Cosa fare:
(1) Estrai dall'articolo sul guasto all'ossigeno del San Camillo il passo compreso tra "A provocare la" e "danno accidentalmente provocato.", estremi inclusi.
(2) Scrivi il seguito dell'articolo sul guasto all'ossigeno del San Camillo, riprendendo subito dopo la sua ultima frase.

Estratto fornito:
Si era rischiata una strage all’ospedale San Camillo di Roma la notte del 15 gennaio scorso. Improvvisamente, non arrivava più ossigeno ai malati del reparto di terapia intensiva. I pm incaricati dell’indagine hanno ora appurato che non si trattò di sabotaggio, né di vendetta, né tantomeno dell’opera di qualche squilibrato. Colpa, invece, del degrado che regna nell’ospedale.
A provocare la mancanza di ossigeno sarebbe stata infatti una pressione esercitata sull’intreccio di tubi dell’impianto di erogazione dell’ossigeno che parte dai sotterranei. Probabilmente qualcuno deve averci camminato sopra e si pensa ai tanti senzatetto che proprio in quegli ambienti cercano rifugio la notte. Escluso quindi il danneggiamento aggravato e quasi impossibile trovare un nome a cui attribuire il danno accidentalmente provocato.

[Voci di dati archiviate]

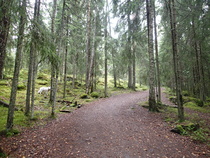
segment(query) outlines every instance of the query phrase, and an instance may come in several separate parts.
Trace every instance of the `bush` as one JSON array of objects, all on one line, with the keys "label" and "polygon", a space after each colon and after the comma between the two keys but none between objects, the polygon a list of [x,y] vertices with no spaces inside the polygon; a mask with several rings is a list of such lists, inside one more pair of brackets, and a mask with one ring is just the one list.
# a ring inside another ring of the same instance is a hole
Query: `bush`
[{"label": "bush", "polygon": [[197,106],[200,106],[200,107],[202,107],[204,105],[202,100],[193,98],[193,97],[183,97],[183,101],[184,101],[184,103],[194,102]]},{"label": "bush", "polygon": [[48,81],[48,76],[45,73],[39,73],[37,79]]},{"label": "bush", "polygon": [[17,86],[18,90],[25,90],[26,89],[26,85],[24,85],[23,83],[18,84]]},{"label": "bush", "polygon": [[189,93],[188,93],[188,91],[182,91],[182,95],[183,96],[189,96]]},{"label": "bush", "polygon": [[196,106],[197,104],[194,103],[194,102],[187,102],[187,103],[184,103],[184,106]]},{"label": "bush", "polygon": [[98,94],[98,92],[92,92],[90,96],[93,98],[98,98],[99,94]]}]

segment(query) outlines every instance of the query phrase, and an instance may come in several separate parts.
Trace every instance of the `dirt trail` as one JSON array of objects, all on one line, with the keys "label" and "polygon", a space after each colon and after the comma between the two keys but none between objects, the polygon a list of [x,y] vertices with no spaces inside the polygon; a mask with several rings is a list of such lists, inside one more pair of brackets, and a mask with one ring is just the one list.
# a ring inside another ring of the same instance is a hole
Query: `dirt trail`
[{"label": "dirt trail", "polygon": [[[204,158],[204,145],[170,132],[161,115],[137,105],[148,91],[89,103],[56,121],[3,139],[10,157],[46,158]],[[163,100],[166,100],[164,97]]]}]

Soluzioni:
(1)
A provocare la mancanza di ossigeno sarebbe stata infatti una pressione esercitata sull’intreccio di tubi dell’impianto di erogazione dell’ossigeno che parte dai sotterranei. Probabilmente qualcuno deve averci camminato sopra e si pensa ai tanti senzatetto che proprio in quegli ambienti cercano rifugio la notte. Escluso quindi il danneggiamento aggravato e quasi impossibile trovare un nome a cui attribuire il danno accidentalmente provocato.

(2)
La prima informativa arrivata sul tavolo del sostituto procuratore aggiunto Silvia Sereni e dell’aggiunto Roberto Cucchiari ha accantonato l’ipotesi un gesto volontario. Le accuse ora pesano comunque sulle responsabilità dell’ospedale, reo di non aver assicurato la corretta manutenzione e salvaguardia dei suoi ambienti. La presenza di senzatetto tra i reparti era persino stata data proprio nei giorni dell’allarme da Assotutela. «Di notte alcuni spazi diventano il dormitorio per sbandati e barboni, una presenza che mette a repentaglio la sicurezza dei degenti e del personale», avevano dichiarato Michel Emi Maritato, presidente di Assotutela e Carlo Valguarnera, coordinatore nazionale. Allarme, fino ad oggi, inascoltato.